**THE TASK**
Decide whether each statement below agrees with the California stimulus check article. Answer yes or no for each and quote the words of the article that settle it.
(a) The expanded payments reach individuals with an annual income of $75,000 or less.
(b) A filer who claims several child dependents receives an extra $500 for each child.
(c) The California Franchise Tax Board distributes the checks.

California Golden State stimulus check: when is the new payment coming?
California Governor Gavin Newsom has passed a massive stimulus package aimed at boosting the state's post-pandemic economy, but when will payments arrive?
With no sign of a fourth stimulus check from the federal government, some states have sought to provide their own short-term financial boost to residents.
On 12 July, California Gov. Gavin Newsom signed SB 129 into law, approving the majority of the state’s 2012/22 budgetary agreement. The centre-piece inclusion in the package was the $100 billion California Comeback Plan, the largest economic recovery bill in the state’s history.
It included a round of stimulus checks covering around two-thirds of Californians, which are expected to be sent out in September.
How much are the California stimulus checks worth?
The new legislative package will see the majority of California residents become eligible for a $600 direct payment, commonly known as the Golden State stimulus check. Eligible Californians who claim at least one child dependent will also be able to receive another $500, although these payments are limited to one-per-filer.
In March the Golden State Stimulus bill provided a round of stimulus checks for low-income households, typically only those who qualified for the state’s CalEITC benefits programme. However the recent legislation broadens that out to all individuals with an annual income of $75,000 per year or less.
To receive the payment a 2020 tax return must be filed with the California Franchise Tax Board, who are in charge of administrating and distributing the checks. Residents have until 15 October to file a tax return for last year, if they have not already done so, to become eligible for the payment.

**PROVIDED INFORMATION**

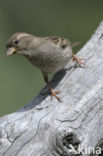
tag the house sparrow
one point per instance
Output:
(49, 54)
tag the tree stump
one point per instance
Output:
(46, 127)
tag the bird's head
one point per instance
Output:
(19, 43)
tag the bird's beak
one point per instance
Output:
(10, 51)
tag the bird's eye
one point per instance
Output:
(16, 41)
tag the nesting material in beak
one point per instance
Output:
(11, 51)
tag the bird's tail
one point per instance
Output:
(74, 44)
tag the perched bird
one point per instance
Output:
(49, 54)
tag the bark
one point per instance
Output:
(46, 127)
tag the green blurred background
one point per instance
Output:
(75, 20)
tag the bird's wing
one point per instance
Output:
(62, 42)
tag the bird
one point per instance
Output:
(49, 54)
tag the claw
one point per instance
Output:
(78, 60)
(54, 94)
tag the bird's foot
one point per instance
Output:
(78, 60)
(54, 94)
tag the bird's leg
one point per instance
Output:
(52, 91)
(78, 60)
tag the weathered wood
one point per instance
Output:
(46, 127)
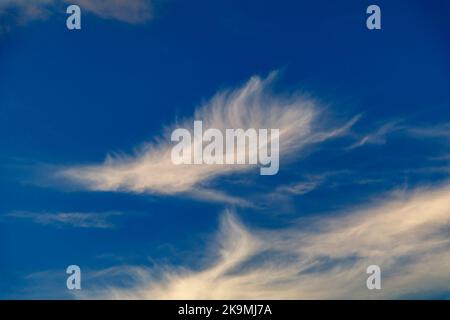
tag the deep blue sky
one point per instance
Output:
(71, 97)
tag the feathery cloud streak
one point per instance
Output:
(251, 106)
(323, 258)
(21, 12)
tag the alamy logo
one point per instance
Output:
(236, 146)
(74, 280)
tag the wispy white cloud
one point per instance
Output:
(21, 12)
(321, 258)
(436, 131)
(253, 105)
(65, 219)
(378, 136)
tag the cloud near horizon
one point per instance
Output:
(253, 105)
(65, 219)
(326, 257)
(21, 12)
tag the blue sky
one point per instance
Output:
(70, 98)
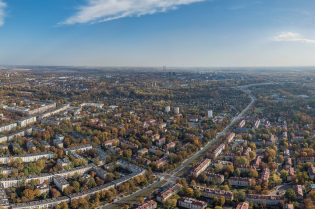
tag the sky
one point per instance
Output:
(176, 33)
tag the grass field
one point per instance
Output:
(143, 194)
(259, 109)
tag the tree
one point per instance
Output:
(242, 196)
(312, 195)
(290, 194)
(197, 193)
(218, 167)
(284, 174)
(170, 203)
(190, 192)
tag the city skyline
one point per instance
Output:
(181, 33)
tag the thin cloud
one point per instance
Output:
(289, 36)
(106, 10)
(2, 12)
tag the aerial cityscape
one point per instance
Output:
(157, 104)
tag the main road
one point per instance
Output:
(171, 176)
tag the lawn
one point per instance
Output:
(259, 109)
(143, 194)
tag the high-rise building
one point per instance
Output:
(210, 114)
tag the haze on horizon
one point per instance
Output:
(187, 33)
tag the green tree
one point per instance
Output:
(197, 193)
(290, 194)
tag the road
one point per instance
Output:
(171, 176)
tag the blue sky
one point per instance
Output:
(182, 33)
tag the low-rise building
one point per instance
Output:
(212, 176)
(64, 161)
(241, 124)
(246, 152)
(245, 167)
(265, 175)
(82, 148)
(237, 181)
(268, 199)
(114, 149)
(297, 138)
(228, 156)
(143, 151)
(298, 191)
(218, 150)
(153, 150)
(170, 145)
(60, 182)
(306, 159)
(43, 188)
(111, 142)
(45, 144)
(290, 173)
(147, 205)
(211, 193)
(224, 163)
(230, 138)
(58, 143)
(242, 205)
(191, 203)
(201, 167)
(30, 145)
(257, 161)
(288, 163)
(168, 193)
(129, 144)
(160, 142)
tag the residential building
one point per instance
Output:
(60, 182)
(257, 161)
(242, 205)
(45, 144)
(246, 152)
(170, 145)
(238, 181)
(168, 193)
(265, 175)
(143, 151)
(230, 138)
(57, 143)
(224, 163)
(298, 191)
(153, 150)
(306, 159)
(129, 144)
(201, 167)
(43, 188)
(211, 193)
(268, 199)
(241, 124)
(211, 177)
(64, 161)
(228, 156)
(111, 142)
(30, 145)
(218, 150)
(245, 167)
(148, 205)
(191, 203)
(311, 172)
(288, 163)
(160, 142)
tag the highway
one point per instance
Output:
(171, 177)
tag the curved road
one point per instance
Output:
(171, 176)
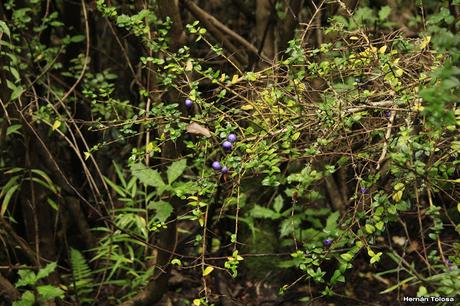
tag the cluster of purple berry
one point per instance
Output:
(227, 145)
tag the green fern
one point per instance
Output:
(82, 276)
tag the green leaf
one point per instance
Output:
(384, 12)
(208, 270)
(44, 272)
(278, 204)
(332, 223)
(163, 210)
(176, 169)
(147, 176)
(7, 198)
(346, 256)
(4, 28)
(370, 228)
(27, 299)
(26, 278)
(263, 212)
(49, 292)
(13, 129)
(115, 187)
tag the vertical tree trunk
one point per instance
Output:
(265, 29)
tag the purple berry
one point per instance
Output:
(327, 242)
(216, 166)
(231, 137)
(227, 145)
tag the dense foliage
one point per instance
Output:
(229, 152)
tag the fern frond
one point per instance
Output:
(82, 275)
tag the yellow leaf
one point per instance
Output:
(208, 270)
(56, 125)
(247, 107)
(197, 129)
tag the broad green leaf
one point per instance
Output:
(26, 278)
(27, 299)
(370, 228)
(331, 223)
(4, 28)
(208, 270)
(118, 189)
(163, 210)
(49, 292)
(176, 169)
(278, 204)
(263, 212)
(346, 256)
(13, 129)
(147, 176)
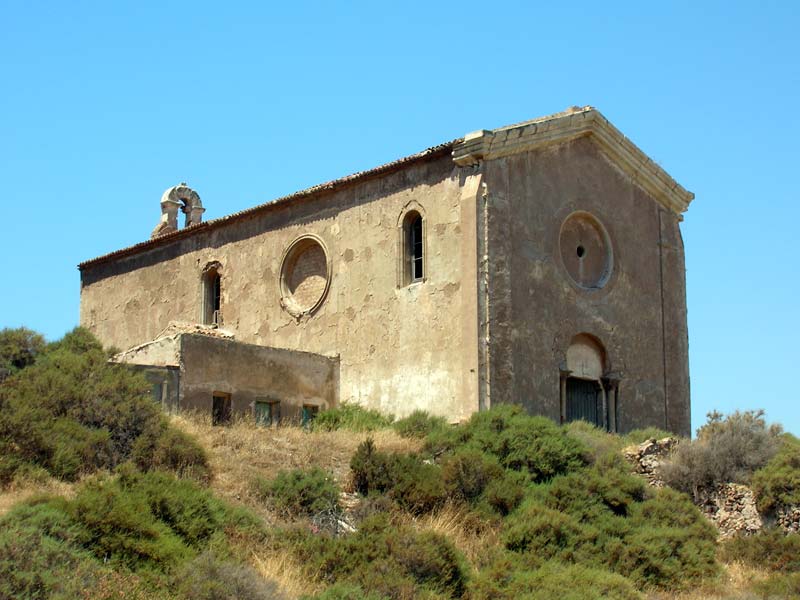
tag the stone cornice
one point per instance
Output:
(577, 122)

**FINISHED TASK**
(a) Yes: "broadens that out to all individuals with an annual income of $75,000 per year or less"
(b) No: "these payments are limited to one-per-filer"
(c) Yes: "California Franchise Tax Board, who are in charge of administrating and distributing the checks"